- Reading text -
+ + + +

Nickel Set to Replace Palladium as a Greener and Cheaper Catalyst

Palladium prices have exploded in the past decade, going from $5,300/kg in 2008, to $15,600/kg in 2016, $60,000/kg in 2020, and standing at $75,000 per kg right now. The valuable rare metal has been historically used in catalytic converters of cars, but it’s now also required by hydrogen fuel cell technology, an emerging technology that creates a new demand vector that is creating a shortage.

Due to the shifting focus on various technologies that concern advanced chemicals, next-gen polymers, and pharmaceutical compounds, palladium, platinum, iridium, ruthenium, and other rare and expensive metals are currently in short supply, and this scarcity problem cannot be practically addressed since we’re already mining all the planet has to give.

The only possible solution is to use alternative metals in intelligent ways. As chemists at the University of Illinois at Urbana-Champaign have found out, nickel could be the one to have this potential unlocked, as long as it’s used with the right companion.

+ + + +

- Activities -
1 - Answer these questions from the reading text, one line each.
(a) What was the price of palladium per kilogram in 2016?
(b) Besides catalytic converters, what technology now requires palladium?
(c) At which university did the chemists work who found that nickel could serve as an alternative?
2 - Extract the part of the reading text starting with "Due to the shifting" and going on through "the right companion.".
3 - Summarize the reading text in two sentences.

+ + + +

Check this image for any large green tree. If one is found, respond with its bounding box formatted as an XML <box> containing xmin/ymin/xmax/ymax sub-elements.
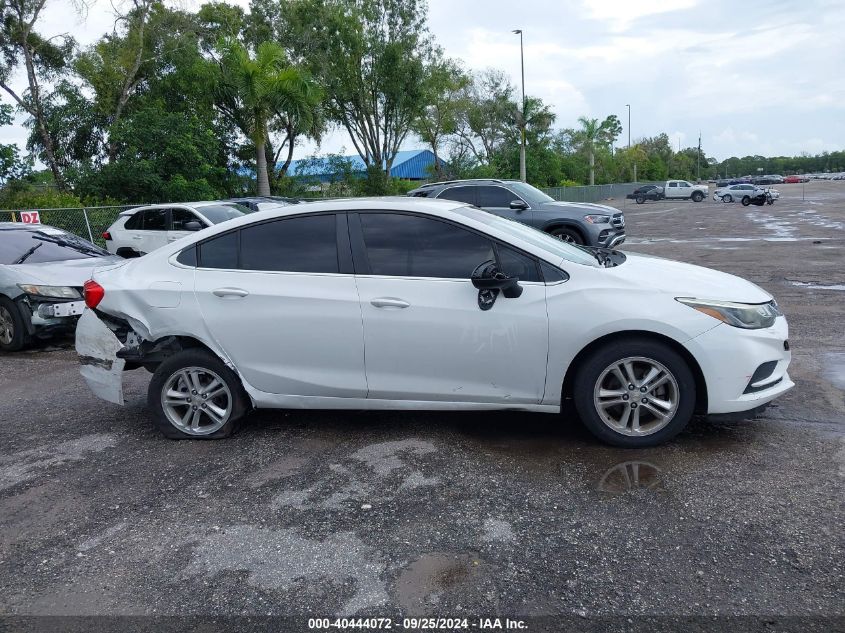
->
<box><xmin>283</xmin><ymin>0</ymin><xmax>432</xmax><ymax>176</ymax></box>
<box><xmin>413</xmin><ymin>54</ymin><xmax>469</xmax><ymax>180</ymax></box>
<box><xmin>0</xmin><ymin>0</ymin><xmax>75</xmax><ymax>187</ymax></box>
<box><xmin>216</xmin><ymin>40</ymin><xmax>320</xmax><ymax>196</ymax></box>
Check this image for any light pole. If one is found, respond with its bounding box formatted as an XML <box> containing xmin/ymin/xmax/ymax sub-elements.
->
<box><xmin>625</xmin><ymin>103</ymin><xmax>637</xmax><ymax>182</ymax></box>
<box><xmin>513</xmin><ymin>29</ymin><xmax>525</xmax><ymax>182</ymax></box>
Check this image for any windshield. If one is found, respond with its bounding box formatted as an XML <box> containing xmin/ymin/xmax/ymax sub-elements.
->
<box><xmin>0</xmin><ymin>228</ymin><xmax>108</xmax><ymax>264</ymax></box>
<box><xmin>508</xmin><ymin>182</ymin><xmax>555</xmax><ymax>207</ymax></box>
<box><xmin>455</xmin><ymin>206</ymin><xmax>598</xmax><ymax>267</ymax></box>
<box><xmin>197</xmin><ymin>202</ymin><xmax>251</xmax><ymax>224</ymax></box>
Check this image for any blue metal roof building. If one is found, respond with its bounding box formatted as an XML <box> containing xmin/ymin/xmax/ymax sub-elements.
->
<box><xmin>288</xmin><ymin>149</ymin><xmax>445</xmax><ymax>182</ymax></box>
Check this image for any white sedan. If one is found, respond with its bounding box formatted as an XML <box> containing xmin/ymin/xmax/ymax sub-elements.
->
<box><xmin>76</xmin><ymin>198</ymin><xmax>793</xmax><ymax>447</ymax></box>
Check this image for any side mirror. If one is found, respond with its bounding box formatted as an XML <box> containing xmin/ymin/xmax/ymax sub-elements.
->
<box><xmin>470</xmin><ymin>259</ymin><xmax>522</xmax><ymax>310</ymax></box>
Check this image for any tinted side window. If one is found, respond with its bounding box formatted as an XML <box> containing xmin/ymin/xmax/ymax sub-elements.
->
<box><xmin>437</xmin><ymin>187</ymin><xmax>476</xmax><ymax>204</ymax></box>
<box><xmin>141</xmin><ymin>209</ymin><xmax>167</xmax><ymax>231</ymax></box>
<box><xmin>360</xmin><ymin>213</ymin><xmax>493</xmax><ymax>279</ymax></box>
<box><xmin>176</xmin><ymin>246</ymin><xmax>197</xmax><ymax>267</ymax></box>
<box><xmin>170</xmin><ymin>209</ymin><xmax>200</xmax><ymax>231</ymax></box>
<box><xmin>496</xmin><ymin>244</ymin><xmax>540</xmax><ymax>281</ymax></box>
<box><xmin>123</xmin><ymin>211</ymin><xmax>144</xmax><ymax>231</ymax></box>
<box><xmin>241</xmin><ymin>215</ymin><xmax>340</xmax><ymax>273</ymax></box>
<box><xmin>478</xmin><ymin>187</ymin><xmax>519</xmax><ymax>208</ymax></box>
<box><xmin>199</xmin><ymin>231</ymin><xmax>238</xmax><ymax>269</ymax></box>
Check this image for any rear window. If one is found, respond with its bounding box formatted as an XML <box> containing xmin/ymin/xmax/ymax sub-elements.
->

+ + + +

- Outputs for the tasks -
1 -
(a) $15,600/kg
(b) Hydrogen fuel cell technology
(c) The University of Illinois at Urbana-Champaign

2 -
Due to the shifting focus on various technologies that concern advanced chemicals, next-gen polymers, and pharmaceutical compounds, palladium, platinum, iridium, ruthenium, and other rare and expensive metals are currently in short supply, and this scarcity problem cannot be practically addressed since we’re already mining all the planet has to give.

The only possible solution is to use alternative metals in intelligent ways. As chemists at the University of Illinois at Urbana-Champaign have found out, nickel could be the one to have this potential unlocked, as long as it’s used with the right companion.

3 - Palladium and other rare metals such as platinum, iridium and ruthenium are in short supply, and palladium's price has climbed to $75,000 per kg as hydrogen fuel cell technology adds to the demand. Chemists at the University of Illinois at Urbana-Champaign have found that nickel, used with the right companion, could serve as an alternative.